-- BEGIN Data supplied --

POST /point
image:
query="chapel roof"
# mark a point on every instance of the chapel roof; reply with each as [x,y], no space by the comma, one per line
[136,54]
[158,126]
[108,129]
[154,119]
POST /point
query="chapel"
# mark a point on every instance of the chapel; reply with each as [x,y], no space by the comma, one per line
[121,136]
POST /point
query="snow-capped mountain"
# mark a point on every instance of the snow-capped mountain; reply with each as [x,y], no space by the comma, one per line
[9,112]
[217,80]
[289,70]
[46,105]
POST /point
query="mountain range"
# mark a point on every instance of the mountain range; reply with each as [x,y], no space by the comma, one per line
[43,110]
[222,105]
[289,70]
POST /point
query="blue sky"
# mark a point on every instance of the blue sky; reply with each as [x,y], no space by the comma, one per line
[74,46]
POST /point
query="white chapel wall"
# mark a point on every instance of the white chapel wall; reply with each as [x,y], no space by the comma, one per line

-- END Data supplied --

◆ Instruction
Please repeat all of the entries above word for word, keeping every line unchanged.

◆ Solved problem
POST /point
image:
query="chapel roof"
# mark a point on every instance of the chapel roof; reply with each as [x,y], no space by the comma, one per line
[136,54]
[158,126]
[108,129]
[154,119]
POST /point
query="chapel"
# mark a point on every instance of the chapel; reply with each as [x,y], no space by the comma, one per line
[121,136]
POST /point
query="snow-capped mountain"
# mark a point on every instance of the snow-capped mountain; reply with each as [x,y], no space by the comma, one per line
[9,112]
[217,80]
[289,70]
[46,105]
POST /point
query="mountain range"
# mark a point on every instance of the mountain range; reply with each as [x,y], no space by the comma, one per line
[43,110]
[222,105]
[289,70]
POST /point
query="blue sky"
# mark a point on every instance of the blue sky; reply with each as [x,y], no space by the comma, one per line
[74,46]
POST /point
query="white chapel wall"
# mark a point on every instance of the white chapel wall; reply with each as [x,y], no space by the comma, one per line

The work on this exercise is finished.